**ACTIVITY**
All of the data below is to be output exactly as written.

[Collected data entries]
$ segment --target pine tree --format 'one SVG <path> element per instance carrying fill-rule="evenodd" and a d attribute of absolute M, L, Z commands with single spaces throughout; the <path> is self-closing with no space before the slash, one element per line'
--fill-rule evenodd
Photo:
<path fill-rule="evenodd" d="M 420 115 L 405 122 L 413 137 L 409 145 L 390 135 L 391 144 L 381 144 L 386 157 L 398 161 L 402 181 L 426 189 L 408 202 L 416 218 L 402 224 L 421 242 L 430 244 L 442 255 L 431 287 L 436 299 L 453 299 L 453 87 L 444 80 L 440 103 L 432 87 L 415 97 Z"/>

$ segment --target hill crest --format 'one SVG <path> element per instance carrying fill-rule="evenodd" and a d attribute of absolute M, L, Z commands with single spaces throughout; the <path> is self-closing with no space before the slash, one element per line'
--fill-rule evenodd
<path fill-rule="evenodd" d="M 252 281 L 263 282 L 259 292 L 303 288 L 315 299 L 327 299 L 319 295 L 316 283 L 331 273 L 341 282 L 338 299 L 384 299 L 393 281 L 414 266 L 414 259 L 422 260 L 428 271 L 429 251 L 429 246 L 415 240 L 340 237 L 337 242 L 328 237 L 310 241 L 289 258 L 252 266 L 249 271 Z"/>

**THE COMPLETED TASK**
$ segment --target pine tree --format 'one SVG <path> element per instance carrying fill-rule="evenodd" and a d attribute of absolute M, L, Z commands with single spaces throughout; the <path> is self-closing with no space before the slash, one element per line'
--fill-rule evenodd
Photo:
<path fill-rule="evenodd" d="M 420 115 L 405 122 L 413 137 L 409 145 L 390 135 L 391 144 L 381 144 L 386 157 L 398 161 L 402 181 L 426 189 L 408 202 L 416 218 L 402 224 L 421 242 L 430 244 L 442 255 L 431 287 L 436 299 L 453 299 L 453 87 L 444 80 L 440 103 L 432 87 L 415 97 Z"/>

$ segment --target hill crest --format 'one SVG <path> element per instance carrying fill-rule="evenodd" and a d attribute of absolute M, L, Z commands with single spaces throughout; the <path> is self-closing with no space before the slash, one element per line'
--fill-rule evenodd
<path fill-rule="evenodd" d="M 252 281 L 263 282 L 259 292 L 303 288 L 315 299 L 327 299 L 319 295 L 316 283 L 331 273 L 341 282 L 338 299 L 384 299 L 393 281 L 414 266 L 414 259 L 422 260 L 428 271 L 429 251 L 429 246 L 415 240 L 340 237 L 337 242 L 328 237 L 310 241 L 289 258 L 252 266 L 249 271 Z"/>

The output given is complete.